*** Dataset records Section Begins ***

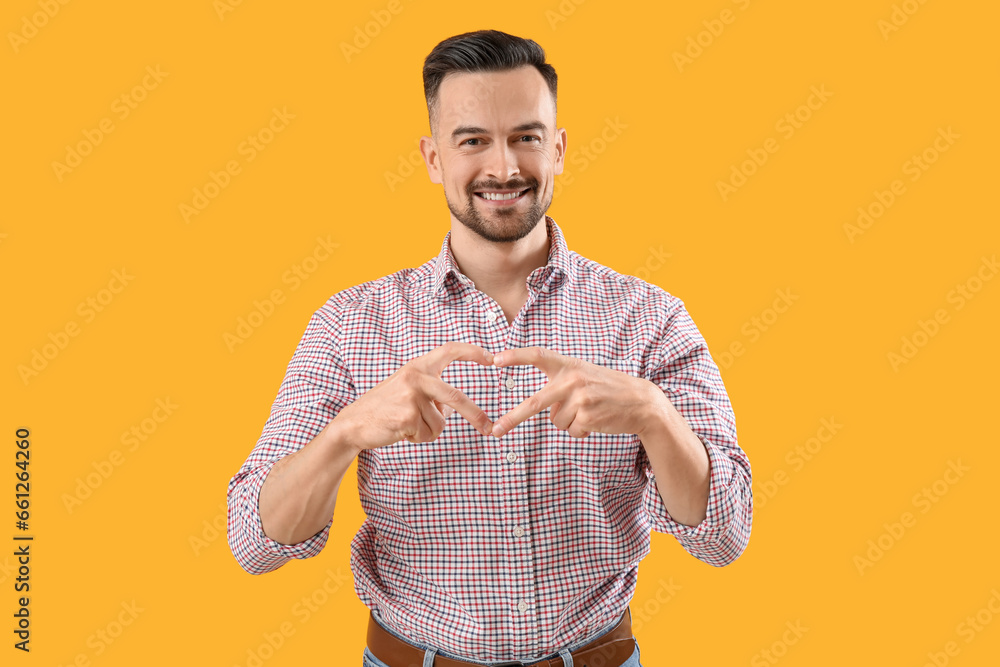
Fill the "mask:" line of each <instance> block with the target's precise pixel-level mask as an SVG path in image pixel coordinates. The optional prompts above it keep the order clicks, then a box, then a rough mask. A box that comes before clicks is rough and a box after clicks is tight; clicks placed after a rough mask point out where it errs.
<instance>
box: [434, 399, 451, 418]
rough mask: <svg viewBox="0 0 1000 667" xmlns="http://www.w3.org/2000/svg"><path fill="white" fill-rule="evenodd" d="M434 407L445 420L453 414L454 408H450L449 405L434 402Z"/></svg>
mask: <svg viewBox="0 0 1000 667" xmlns="http://www.w3.org/2000/svg"><path fill="white" fill-rule="evenodd" d="M434 407H436V408H437V409H438V410H439V411H440V412H441V416H442V417H444V418H445V419H448V417H450V416H452V415H453V414H455V408H453V407H451V406H450V405H444V404H443V403H439V402H437V401H434Z"/></svg>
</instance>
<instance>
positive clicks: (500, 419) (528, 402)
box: [493, 384, 566, 438]
mask: <svg viewBox="0 0 1000 667" xmlns="http://www.w3.org/2000/svg"><path fill="white" fill-rule="evenodd" d="M565 398H566V396H565V390H563V389H560V388H558V387H556V386H555V385H554V384H547V385H545V386H544V387H542V388H541V389H540V390H538V391H536V392H535V393H534V394H532V395H531V396H529V397H528V398H526V399H524V400H523V401H521V403H520V404H518V405H517V406H515V407H514V409H513V410H511V411H510V412H508V413H507V414H505V415H504V416H503V417H501V418H500V419H498V420H497V421H496V423H495V424H493V435H494V436H496V437H498V438H499V437H502V436H503V434H504V433H509V432H510V431H511V430H513V428H514V427H515V426H517V425H518V424H520V423H521V422H523V421H524V420H525V419H527V418H528V417H531V416H534V415H537V414H538V413H539V412H541V411H542V410H544V409H545V408H547V407H549V406H550V405H552V404H553V403H555V402H556V401H561V400H564V399H565Z"/></svg>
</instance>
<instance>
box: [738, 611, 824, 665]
mask: <svg viewBox="0 0 1000 667" xmlns="http://www.w3.org/2000/svg"><path fill="white" fill-rule="evenodd" d="M785 628H786V629H785V631H784V632H782V633H781V638H780V639H776V640H775V641H774V642H772V643H771V645H770V646H768V647H767V648H764V649H761V650H760V651H757V652H756V653H754V655H753V657H752V658H750V667H767V666H768V665H776V664H778V661H779V660H781V659H782V658H784V657H785V656H786V655H788V649H789V648H790V647H792V646H795V645H796V644H798V643H799V640H800V639H802V637H803V636H804V635H805V634H806V633H807V632H808V631H809V628H807V627H805V626H804V625H802V621H801V620H796V621H795V622H794V623H793V622H792V621H786V622H785Z"/></svg>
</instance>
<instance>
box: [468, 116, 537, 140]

*** Dataset records Section Ends ***

* _Activity_
Please repeat everything in the data above except the pictures, exactly as it reads.

* _Expected output_
Fill the "mask:" line of each <instance> block with the target's precise pixel-level mask as an SVG path in image pixel coordinates. The optional prompts above it keep the order clicks, then a box, then a rough mask. A box that comes before clicks is rough and a box after clicks is tight; clicks placed after a rough mask point out where it errs.
<instance>
box: [434, 399, 451, 418]
rough mask: <svg viewBox="0 0 1000 667" xmlns="http://www.w3.org/2000/svg"><path fill="white" fill-rule="evenodd" d="M434 407L445 420L453 414L454 408H450L449 405L434 402Z"/></svg>
mask: <svg viewBox="0 0 1000 667" xmlns="http://www.w3.org/2000/svg"><path fill="white" fill-rule="evenodd" d="M434 407H436V408H437V409H438V410H439V411H440V412H441V416H442V417H444V418H445V419H448V417H450V416H452V415H453V414H455V408H453V407H451V406H450V405H444V404H443V403H439V402H437V401H434Z"/></svg>
</instance>
<instance>
positive clicks: (500, 419) (528, 402)
box: [493, 384, 566, 438]
mask: <svg viewBox="0 0 1000 667" xmlns="http://www.w3.org/2000/svg"><path fill="white" fill-rule="evenodd" d="M565 398H566V396H565V390H563V389H560V388H558V387H556V386H555V385H554V384H547V385H545V386H544V387H542V388H541V389H540V390H538V391H536V392H535V393H534V394H532V395H531V396H529V397H528V398H526V399H524V400H523V401H521V403H520V404H518V405H517V406H515V407H514V409H513V410H511V411H510V412H508V413H507V414H505V415H504V416H503V417H501V418H500V419H498V420H497V421H496V423H495V424H493V435H494V436H496V437H498V438H499V437H502V436H503V434H504V433H509V432H510V431H511V430H513V428H514V427H515V426H517V425H518V424H520V423H521V422H523V421H524V420H525V419H527V418H528V417H531V416H534V415H537V414H538V413H539V412H541V411H542V410H544V409H545V408H547V407H549V406H550V405H552V404H553V403H555V402H556V401H561V400H564V399H565Z"/></svg>
</instance>
<instance>
box: [738, 611, 824, 665]
mask: <svg viewBox="0 0 1000 667" xmlns="http://www.w3.org/2000/svg"><path fill="white" fill-rule="evenodd" d="M785 628H786V629H785V631H784V632H782V633H781V638H780V639H776V640H775V641H774V642H772V643H771V645H770V646H768V647H767V648H764V649H761V650H760V651H757V652H756V653H754V655H753V657H752V658H750V667H767V666H768V665H776V664H778V661H779V660H781V659H782V658H784V657H785V656H786V655H788V649H789V648H790V647H792V646H795V645H796V644H798V643H799V640H800V639H802V637H803V636H804V635H805V634H806V633H807V632H808V631H809V628H807V627H805V626H804V625H802V621H801V620H796V621H795V622H794V623H793V622H792V621H786V622H785Z"/></svg>
</instance>
<instance>
box: [468, 116, 537, 140]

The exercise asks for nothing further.